What to do: Write out the data below in full, unchanged, minus the images.

Working data:
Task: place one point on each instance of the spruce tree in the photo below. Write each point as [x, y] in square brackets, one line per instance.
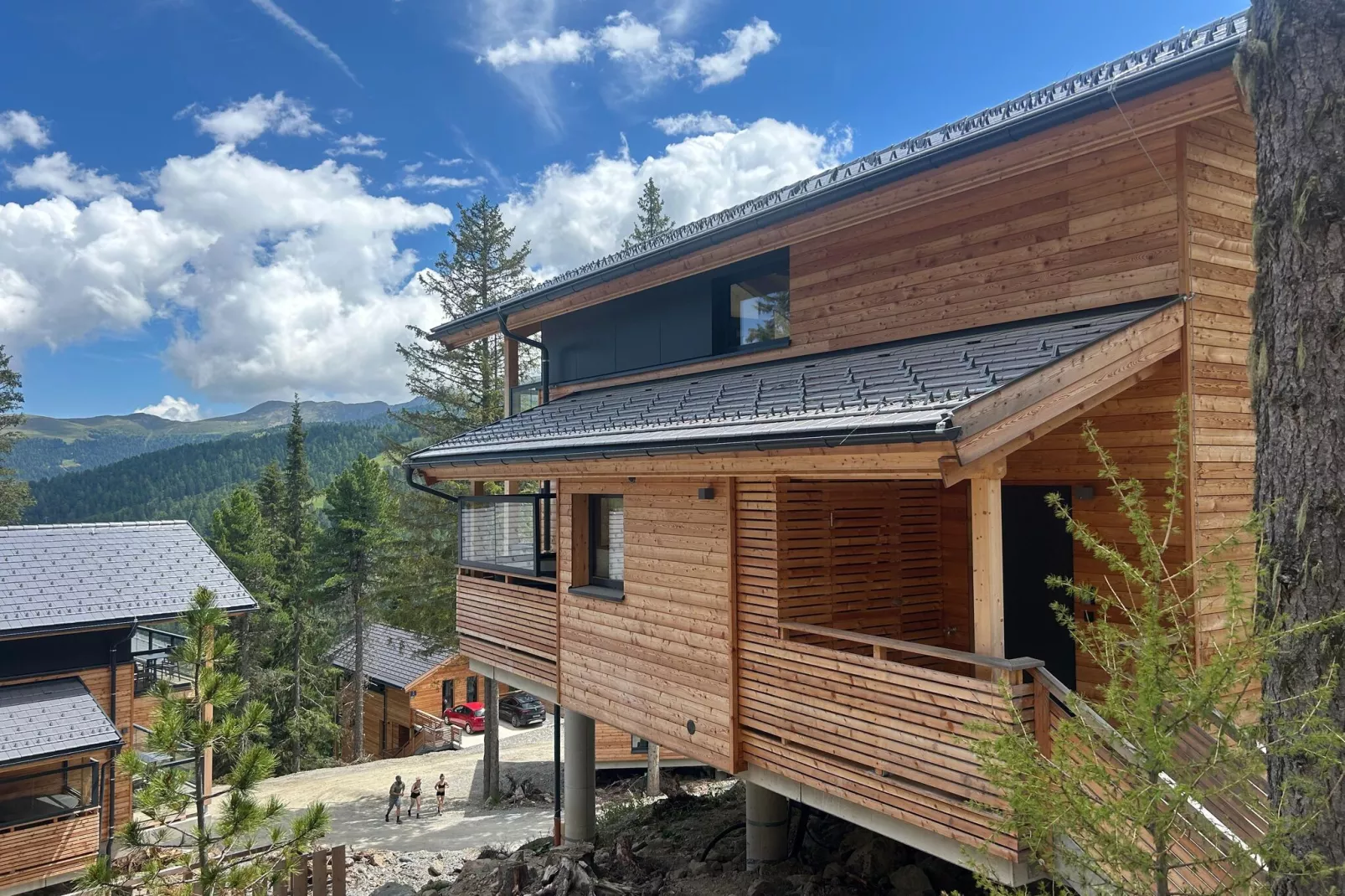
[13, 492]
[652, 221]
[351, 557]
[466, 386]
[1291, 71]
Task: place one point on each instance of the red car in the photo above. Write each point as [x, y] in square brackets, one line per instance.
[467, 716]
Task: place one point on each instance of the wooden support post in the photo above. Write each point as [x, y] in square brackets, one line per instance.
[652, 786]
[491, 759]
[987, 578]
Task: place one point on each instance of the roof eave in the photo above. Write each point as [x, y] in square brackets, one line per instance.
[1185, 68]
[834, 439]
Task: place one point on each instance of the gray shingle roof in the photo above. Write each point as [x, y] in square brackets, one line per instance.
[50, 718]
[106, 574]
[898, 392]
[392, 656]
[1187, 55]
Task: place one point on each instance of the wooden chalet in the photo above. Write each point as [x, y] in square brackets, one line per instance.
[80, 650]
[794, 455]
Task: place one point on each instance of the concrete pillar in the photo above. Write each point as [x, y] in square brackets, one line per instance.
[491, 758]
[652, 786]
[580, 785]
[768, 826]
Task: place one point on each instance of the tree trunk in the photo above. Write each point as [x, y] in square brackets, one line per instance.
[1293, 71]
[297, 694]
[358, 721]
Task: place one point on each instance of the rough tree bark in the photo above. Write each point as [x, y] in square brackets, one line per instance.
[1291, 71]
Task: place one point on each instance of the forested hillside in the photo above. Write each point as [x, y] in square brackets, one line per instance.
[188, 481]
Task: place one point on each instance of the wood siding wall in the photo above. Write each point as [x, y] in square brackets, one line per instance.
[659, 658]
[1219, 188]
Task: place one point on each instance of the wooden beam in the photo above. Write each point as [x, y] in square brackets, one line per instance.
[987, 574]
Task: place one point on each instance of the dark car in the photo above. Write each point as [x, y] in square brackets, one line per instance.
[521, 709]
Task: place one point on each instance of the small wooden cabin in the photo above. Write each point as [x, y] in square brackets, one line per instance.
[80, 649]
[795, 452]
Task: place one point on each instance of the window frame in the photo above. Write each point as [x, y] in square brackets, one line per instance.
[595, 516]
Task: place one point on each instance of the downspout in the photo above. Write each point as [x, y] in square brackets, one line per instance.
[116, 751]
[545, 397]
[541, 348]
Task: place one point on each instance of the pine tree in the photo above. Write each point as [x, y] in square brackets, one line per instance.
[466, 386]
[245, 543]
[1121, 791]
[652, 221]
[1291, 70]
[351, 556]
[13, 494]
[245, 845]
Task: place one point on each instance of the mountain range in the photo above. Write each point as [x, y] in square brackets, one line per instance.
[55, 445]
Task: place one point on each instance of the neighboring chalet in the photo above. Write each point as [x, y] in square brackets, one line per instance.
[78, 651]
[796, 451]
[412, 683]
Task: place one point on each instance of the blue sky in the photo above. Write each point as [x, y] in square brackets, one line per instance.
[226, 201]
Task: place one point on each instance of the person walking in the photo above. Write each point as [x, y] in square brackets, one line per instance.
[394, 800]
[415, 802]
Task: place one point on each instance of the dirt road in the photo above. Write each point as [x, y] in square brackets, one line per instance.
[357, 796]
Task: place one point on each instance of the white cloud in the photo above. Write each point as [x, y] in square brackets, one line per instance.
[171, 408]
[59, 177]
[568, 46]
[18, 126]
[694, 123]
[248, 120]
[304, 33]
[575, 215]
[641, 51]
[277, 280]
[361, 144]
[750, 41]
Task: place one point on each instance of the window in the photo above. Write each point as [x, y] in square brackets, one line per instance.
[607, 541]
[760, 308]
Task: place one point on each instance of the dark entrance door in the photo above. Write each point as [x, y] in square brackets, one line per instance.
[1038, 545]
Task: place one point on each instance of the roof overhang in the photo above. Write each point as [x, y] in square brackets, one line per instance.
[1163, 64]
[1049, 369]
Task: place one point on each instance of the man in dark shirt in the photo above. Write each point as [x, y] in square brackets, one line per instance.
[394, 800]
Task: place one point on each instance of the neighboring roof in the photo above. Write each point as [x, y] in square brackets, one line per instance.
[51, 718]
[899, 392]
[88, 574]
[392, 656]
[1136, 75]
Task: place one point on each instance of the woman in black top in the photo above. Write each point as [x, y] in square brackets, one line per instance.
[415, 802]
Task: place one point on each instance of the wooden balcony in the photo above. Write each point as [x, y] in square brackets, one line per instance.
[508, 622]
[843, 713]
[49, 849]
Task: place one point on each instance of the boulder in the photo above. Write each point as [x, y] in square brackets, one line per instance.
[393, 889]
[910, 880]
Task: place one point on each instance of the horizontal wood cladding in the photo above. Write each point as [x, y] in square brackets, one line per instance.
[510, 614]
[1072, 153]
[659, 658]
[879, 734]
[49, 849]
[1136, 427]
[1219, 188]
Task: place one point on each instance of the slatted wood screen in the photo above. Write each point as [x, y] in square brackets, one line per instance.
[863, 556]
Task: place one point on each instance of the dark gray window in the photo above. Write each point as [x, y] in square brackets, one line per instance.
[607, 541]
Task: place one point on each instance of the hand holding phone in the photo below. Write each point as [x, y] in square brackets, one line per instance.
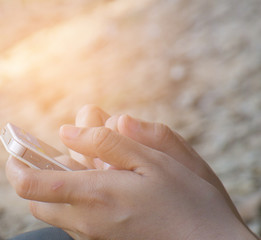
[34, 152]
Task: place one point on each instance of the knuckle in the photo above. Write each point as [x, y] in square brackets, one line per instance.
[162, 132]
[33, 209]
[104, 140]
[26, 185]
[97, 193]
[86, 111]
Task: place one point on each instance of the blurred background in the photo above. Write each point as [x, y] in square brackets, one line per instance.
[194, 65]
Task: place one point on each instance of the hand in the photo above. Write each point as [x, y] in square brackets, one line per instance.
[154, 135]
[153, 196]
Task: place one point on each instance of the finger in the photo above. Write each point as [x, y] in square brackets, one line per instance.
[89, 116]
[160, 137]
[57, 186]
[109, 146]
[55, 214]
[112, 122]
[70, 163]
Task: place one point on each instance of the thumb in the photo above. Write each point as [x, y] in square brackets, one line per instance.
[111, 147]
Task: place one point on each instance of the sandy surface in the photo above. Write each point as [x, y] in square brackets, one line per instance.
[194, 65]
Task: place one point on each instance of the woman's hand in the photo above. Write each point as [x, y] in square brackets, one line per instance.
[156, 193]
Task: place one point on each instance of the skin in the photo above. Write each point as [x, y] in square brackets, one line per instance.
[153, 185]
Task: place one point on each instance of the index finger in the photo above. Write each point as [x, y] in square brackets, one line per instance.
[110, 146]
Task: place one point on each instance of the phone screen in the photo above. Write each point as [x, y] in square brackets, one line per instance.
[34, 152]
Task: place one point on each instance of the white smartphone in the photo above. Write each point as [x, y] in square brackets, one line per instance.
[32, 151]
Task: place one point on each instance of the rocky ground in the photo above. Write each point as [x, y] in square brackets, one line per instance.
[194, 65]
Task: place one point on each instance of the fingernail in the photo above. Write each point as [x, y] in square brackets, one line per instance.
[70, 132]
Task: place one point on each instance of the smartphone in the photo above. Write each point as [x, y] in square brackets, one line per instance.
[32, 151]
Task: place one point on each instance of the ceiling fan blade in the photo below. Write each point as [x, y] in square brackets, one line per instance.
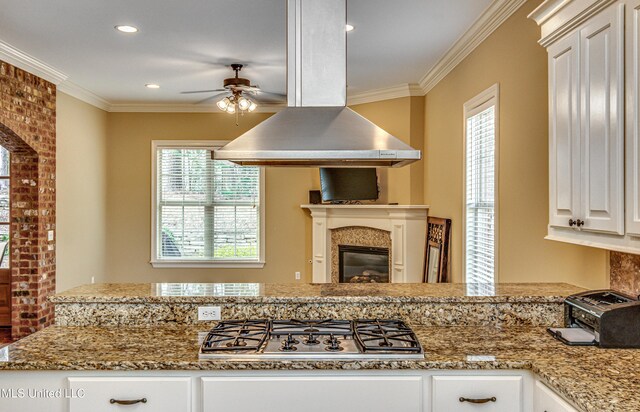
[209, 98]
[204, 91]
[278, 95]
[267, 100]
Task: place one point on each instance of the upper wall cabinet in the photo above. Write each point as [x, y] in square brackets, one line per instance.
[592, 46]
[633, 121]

Full answer:
Task: place one point on each instance of the spruce tree in the photo below. Write each point as [x, y] in square brackets, one line per instance.
[13, 492]
[652, 221]
[351, 557]
[466, 386]
[1291, 71]
Task: place one point on each instance of the red car in the photo above. Write each point as [x, y] in square brackets, one line per instance.
[467, 716]
Task: place one point on each instance of the wooden support post in the photo above. Write each point as [x, y] in square brackets, one line per instance.
[652, 786]
[491, 759]
[987, 578]
Task: place one point on each instance of the roof eave in the photo above. Write each point as [x, y] in square brackets, one line per instance.
[1185, 68]
[834, 439]
Task: place one point on each instance of the gray shingle roof in the photo above. Write each point as [x, y] in square brackets, one line per instance.
[50, 718]
[106, 574]
[898, 392]
[392, 656]
[1187, 55]
Task: place one point on each instance of the wooden chalet in the photo above. Write each point as [x, y] in square brackets, one line per instance.
[80, 650]
[794, 455]
Task: place one point on each instance of the concrete pillar in the photo above. Write each point as [x, y] in square brackets, one line per instance.
[491, 758]
[652, 786]
[580, 785]
[768, 826]
Task: place one point on each instance of the tree trunk in the photo above. Write each point as [x, y] in square brackets, one line per instance.
[1293, 71]
[297, 694]
[358, 721]
Task: place one point on each instance of the rough tree bark in the photo above. Write each point as [x, y] in square brackets, one line per instance.
[1291, 71]
Task: place one point on each instance of the forested hillside in the photo above. Write each point as [x, y] in square brackets, one line per instance.
[188, 481]
Task: place one point on each instance of the wood siding wall in the photo above. Write each point as [x, y] in square brackets, one line per instance.
[659, 658]
[1219, 188]
Task: place one point on each instance of the wooden beam in the photo above. Write each point as [x, y] in square brackets, one line per instance.
[987, 574]
Task: place one point on each instance of the dark car in the photo above. Write each point as [x, y] in square brackets, one line per instance.
[521, 709]
Task: place one point on each instance of the small wooden cabin in the photo above. Write each point as [x, y] in square brackets, one line per instance.
[80, 649]
[795, 452]
Task: place one point on each instance of the window frame in the photo above. Write each point as [x, y] in square brackets, one line per instance.
[595, 516]
Task: place one point on each instance of the downspout in the photo above. Write each point as [x, y] in square brackets, one line per instance.
[116, 751]
[545, 397]
[541, 348]
Task: place one point on each instance of the pine tree in the photo above. Write each point as [x, y] in square brackets, one line per instance.
[466, 386]
[245, 543]
[1121, 791]
[652, 221]
[1291, 70]
[351, 556]
[13, 494]
[245, 845]
Task: place one point on each instance of the mountain range in the photo above. Write each point as [x, y] in square brackets, one line per instance.
[55, 445]
Task: place one point on each instance of the neighboring chalet in the photo above. Write each point as [x, y] in square brackets, one line per instance.
[78, 651]
[796, 451]
[412, 683]
Task: place one point on each instance of the blue sky in the photo above. Write each point as [x, y] in square brackets, one line per instance.
[226, 201]
Task: place one point on each instance of the person walking in the photo above. Write each point as [x, y] in square brackets, one line per instance.
[394, 800]
[415, 802]
Task: place one point on each instance of the dirt road in the photo above. Write each point as [x, y] in square brackets, one line per instance.
[357, 796]
Task: place one point on each instance of the white cloud in the photo above. Write each point as [x, y] in square brackets, one line per instance.
[171, 408]
[59, 177]
[568, 46]
[18, 126]
[694, 123]
[248, 120]
[304, 33]
[575, 215]
[641, 51]
[277, 280]
[361, 144]
[750, 41]
Task: place one point on each instance of the window in the photo above. Write each point as [x, y] in square brackets, one line per instance.
[607, 541]
[760, 308]
Task: place one point on each instance of the dark entrance door in the photo above. Write each point as [x, y] in square brackets, one line per instance.
[1038, 545]
Task: place one point on each instance of the roof overhang in the photo above. Write each point as [x, y] in square brackets, one line per instance.
[1163, 64]
[1049, 369]
Task: place one point on each instance of the man in dark shirt in the photo above. Write each point as [x, y] in square brackets, one line per instance.
[394, 800]
Task: place one point on each instance of the neighboring roof in the photo above. Write each point as [x, y] in square brackets, one line per instance.
[51, 718]
[899, 392]
[88, 574]
[392, 656]
[1136, 75]
Task: place one point on each instance of the woman in black top in the photo above. Write each point as [x, y] in square brackets, one line per instance.
[415, 802]
Task: place one point on each instance of the wooden balcony in the photo above. Write each point as [x, y] in square brackets, one line per instance.
[508, 622]
[843, 713]
[49, 849]
Task: place one point on each instance of the boulder in the photo above. Write each point as [x, y] in square brackets, one line per instance.
[393, 889]
[910, 880]
Task: place one point on each instance of the horizontal wood cladding in the photo above. Write each point as [x, y] in square brackets, one line per instance.
[510, 614]
[1072, 153]
[659, 658]
[879, 734]
[49, 849]
[1136, 427]
[1219, 188]
Task: place one point on each instance of the slatted wood screen in the photo above. Write each point as [x, y] in square brackets, one line per instance.
[863, 556]
Task: place one point on each instance of the dark gray window in the photo above. Write each point as [x, y] in square brackets, one line per instance.
[607, 541]
Task: place one point on each instance of the hand holding phone in the photo below. Write each point as [x, y] in square brackets, one line per instance.
[34, 152]
Task: place one point on each instance of the knuckle in the photo above. Write each point as [x, y] in square brackets, one line per instance.
[162, 132]
[33, 209]
[104, 140]
[26, 185]
[97, 193]
[86, 111]
Task: place one point on each instance of the blurred background in the photo above. Write each point as [x, y] in square brackets, one line per instance.
[194, 65]
Task: place one point on each instance of the hand in the photo above. Write each point as [x, y] in square brackets, one line per instance.
[154, 135]
[153, 196]
Task: place one point on each instance of the finger in the photo above. Write each point as [x, y] in square brackets, one line per instance.
[89, 116]
[160, 137]
[57, 186]
[109, 146]
[55, 214]
[112, 122]
[70, 163]
Task: place one point on each instance of the thumb in the photo above. Write each point as [x, y] in square brackets, one line per instance.
[111, 147]
Task: place one point on each instance of the sandy surface in the photo above. Write each point as [x, y] in square brackets, one line per instance.
[194, 65]
Task: place one point on each instance of the woman's hand in the photo above. Write each point as [x, y] in square brackets, one line per instance.
[156, 193]
Task: place one point on each instance of the skin in the photo above. Write each point as [x, y] in square brackets, one line per instance.
[153, 185]
Task: place one point on each instance of the index finger in the photo above. Write each point as [x, y] in square brackets, one line per instance.
[110, 146]
Task: place one point on each instance of the phone screen in the photo above. Write each point as [x, y] in square brackets, one line per instance.
[34, 152]
Task: place one point on each instance of the white smartphone in the photo above. Write each point as [x, y] in square brackets, one line per instance.
[32, 151]
Task: place one point on each instance of the rocky ground in the photo above. Write each point as [x, y] in square brackets, one line per instance.
[194, 65]
Task: place one point on each instance of the fingernail in the photo above. Write each point as [x, y] in square brackets, one line per instance.
[70, 132]
Task: place one point on each instance of the smartphone in the photo above. Write each point as [x, y] in square brackets, one line per instance.
[32, 151]
Task: place one point on each instance of the ceiling fan blade in the photo below. Write each point as [x, y] in square brackets, one line per instance.
[209, 98]
[204, 91]
[278, 95]
[267, 100]
Task: place one point on each instance of the upper wall cabinet in the photo above. Write each point as [x, y] in square brackets, one line per instance.
[592, 46]
[633, 121]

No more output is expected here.